What you have to do:
Nothing left out, nothing added: return the full set of records.

━━━ Given data ━━━

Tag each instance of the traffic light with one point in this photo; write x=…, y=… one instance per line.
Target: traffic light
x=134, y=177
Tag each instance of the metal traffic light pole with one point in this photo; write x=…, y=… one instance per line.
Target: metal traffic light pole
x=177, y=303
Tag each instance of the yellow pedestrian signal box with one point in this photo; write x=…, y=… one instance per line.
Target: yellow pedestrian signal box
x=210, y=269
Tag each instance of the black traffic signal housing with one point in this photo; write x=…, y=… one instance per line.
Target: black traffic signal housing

━━━

Answer:
Tag each instance of the traffic light with one point in this photo; write x=…, y=… one instance per line.
Target: traffic light
x=134, y=177
Tag each instance of the metal traffic light pole with one point in this photo; write x=…, y=… one instance per line.
Target: metal traffic light pole
x=177, y=303
Tag each instance of the yellow pedestrian signal box with one point in this photo; write x=…, y=… one instance per line.
Target: yellow pedestrian signal box
x=210, y=269
Tag each instance of the black traffic signal housing with one point in this photo; write x=…, y=… one instance per line.
Target: black traffic signal housing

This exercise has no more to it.